◆ **Your goal**:
How many of the lines below contain the string "yellow"? Reply with the number alone.

◆ **Material shown**:
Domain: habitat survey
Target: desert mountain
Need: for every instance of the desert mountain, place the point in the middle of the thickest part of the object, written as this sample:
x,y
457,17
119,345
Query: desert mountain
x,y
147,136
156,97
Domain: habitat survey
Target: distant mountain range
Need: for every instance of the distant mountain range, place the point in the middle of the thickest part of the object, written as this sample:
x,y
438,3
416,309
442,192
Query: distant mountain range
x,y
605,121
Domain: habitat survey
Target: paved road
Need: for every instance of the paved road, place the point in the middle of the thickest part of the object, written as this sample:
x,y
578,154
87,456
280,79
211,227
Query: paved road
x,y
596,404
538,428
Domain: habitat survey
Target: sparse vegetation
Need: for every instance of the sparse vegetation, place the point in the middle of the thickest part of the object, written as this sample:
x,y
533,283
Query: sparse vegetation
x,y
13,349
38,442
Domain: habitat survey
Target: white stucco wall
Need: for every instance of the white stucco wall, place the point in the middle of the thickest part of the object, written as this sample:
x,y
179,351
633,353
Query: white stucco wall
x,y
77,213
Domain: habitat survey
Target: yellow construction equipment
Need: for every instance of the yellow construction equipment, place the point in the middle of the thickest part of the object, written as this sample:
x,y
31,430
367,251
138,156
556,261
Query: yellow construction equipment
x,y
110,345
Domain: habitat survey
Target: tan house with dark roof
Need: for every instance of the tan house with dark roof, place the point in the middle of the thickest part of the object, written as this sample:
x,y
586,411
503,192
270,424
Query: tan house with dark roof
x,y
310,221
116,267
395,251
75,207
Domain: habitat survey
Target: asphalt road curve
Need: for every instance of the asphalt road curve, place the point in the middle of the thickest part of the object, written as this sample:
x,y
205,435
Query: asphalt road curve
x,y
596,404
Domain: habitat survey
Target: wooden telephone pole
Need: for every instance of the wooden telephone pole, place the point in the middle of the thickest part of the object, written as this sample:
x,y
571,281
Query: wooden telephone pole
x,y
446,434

◆ **Response to the task**:
3